[A block of data]
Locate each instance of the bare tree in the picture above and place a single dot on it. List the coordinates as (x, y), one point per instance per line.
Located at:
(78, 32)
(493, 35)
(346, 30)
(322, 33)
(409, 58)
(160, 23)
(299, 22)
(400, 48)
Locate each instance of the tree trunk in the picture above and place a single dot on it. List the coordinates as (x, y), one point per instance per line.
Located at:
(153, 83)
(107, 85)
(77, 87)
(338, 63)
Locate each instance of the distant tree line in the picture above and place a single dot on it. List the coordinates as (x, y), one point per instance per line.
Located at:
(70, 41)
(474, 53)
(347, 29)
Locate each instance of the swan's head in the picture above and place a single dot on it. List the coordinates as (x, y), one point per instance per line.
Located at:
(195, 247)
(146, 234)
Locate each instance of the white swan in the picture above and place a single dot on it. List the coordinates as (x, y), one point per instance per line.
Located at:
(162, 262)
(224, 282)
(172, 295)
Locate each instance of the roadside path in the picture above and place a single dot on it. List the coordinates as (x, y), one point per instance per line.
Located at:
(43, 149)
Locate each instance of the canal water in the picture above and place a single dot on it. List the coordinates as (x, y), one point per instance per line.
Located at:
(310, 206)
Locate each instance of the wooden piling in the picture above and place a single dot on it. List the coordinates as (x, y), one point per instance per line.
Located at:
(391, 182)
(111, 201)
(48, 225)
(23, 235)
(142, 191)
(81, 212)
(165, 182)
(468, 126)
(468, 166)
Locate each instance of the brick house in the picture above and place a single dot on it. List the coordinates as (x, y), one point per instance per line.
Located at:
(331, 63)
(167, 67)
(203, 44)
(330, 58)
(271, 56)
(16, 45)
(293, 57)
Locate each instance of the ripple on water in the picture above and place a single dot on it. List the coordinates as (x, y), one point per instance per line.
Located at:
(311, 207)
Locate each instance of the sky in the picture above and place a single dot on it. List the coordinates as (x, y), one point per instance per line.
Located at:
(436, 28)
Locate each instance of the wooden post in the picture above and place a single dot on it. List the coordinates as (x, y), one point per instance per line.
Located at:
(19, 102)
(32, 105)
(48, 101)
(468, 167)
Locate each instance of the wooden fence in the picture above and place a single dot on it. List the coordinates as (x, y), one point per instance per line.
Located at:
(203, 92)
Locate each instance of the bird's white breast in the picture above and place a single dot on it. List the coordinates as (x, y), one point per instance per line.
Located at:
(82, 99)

- **TASK INSTRUCTIONS**: Reproduce all the records, switching every "Located at" to "Found at" and leaving everything else unchanged.

- **REPLY TO THE EXERCISE**:
Locate each instance of the bare tree in the picture above and place a single dot on it. List the coordinates as (x, y), one point per instance per line.
Found at:
(78, 32)
(493, 35)
(346, 30)
(322, 33)
(409, 58)
(160, 23)
(299, 22)
(400, 48)
Locate each instance of the tree trunk in the picture above and place a single dot on it. List the coordinates as (x, y), one point per instance per line.
Found at:
(153, 83)
(107, 85)
(77, 87)
(338, 63)
Locate each instance of the distant tree line in the picture above and place a single dot on it. List the coordinates as (x, y), one point per instance per line.
Found at:
(70, 41)
(474, 53)
(347, 29)
Locate each instance of the swan's head in the picture above and place a single dot on it. List the coordinates as (x, y), one point per instance per line.
Found at:
(195, 247)
(146, 234)
Locate each instance of the white swan in the picture above and place a single dot on it. List the coordinates as (x, y), one point per instance per line.
Found at:
(162, 262)
(224, 282)
(172, 295)
Locate each instance of the roadside path in the picture above and place a single dot on it. List the coordinates as (x, y), one point per instance per line.
Found at:
(43, 149)
Locate each instance of the canal water in the picture above and place a single dot on it. List the coordinates as (x, y), one point per instance per line.
Found at:
(310, 206)
Locate each instance of the wooden piling in the picture above and place a single dot on it. List the coordinates as (x, y), one point per instance per line.
Found at:
(391, 182)
(111, 201)
(48, 225)
(23, 235)
(142, 191)
(81, 212)
(165, 182)
(468, 126)
(468, 166)
Locate each instance of the brick house in the picture above and place a single dot on it. List the coordinates as (x, y), one point per instance per line.
Found at:
(331, 63)
(167, 67)
(203, 44)
(330, 58)
(271, 56)
(16, 45)
(293, 57)
Locate each instance of the ripple on water in the picture above and place a single dot on it. List the coordinates as (x, y), one point per instance per line.
Found at:
(311, 207)
Locate each instance of the sky in the picture above and place a single dot on it. List the coordinates as (x, y), one point per instance per line.
Found at:
(436, 28)
Locate each instance of the wooden post in the picture above and place a single dot on it. List the coordinates as (x, y), one point per instance per line.
Found at:
(19, 102)
(32, 105)
(48, 101)
(468, 167)
Locate each instance of the wooden fence in the picture above and place a single dot on it. List the coordinates as (x, y), one point per instance per line.
Found at:
(203, 92)
Locate each instance of the bird's white breast in the picture above and place a single dot on it. List the coordinates as (x, y), one point per instance per line.
Found at:
(82, 99)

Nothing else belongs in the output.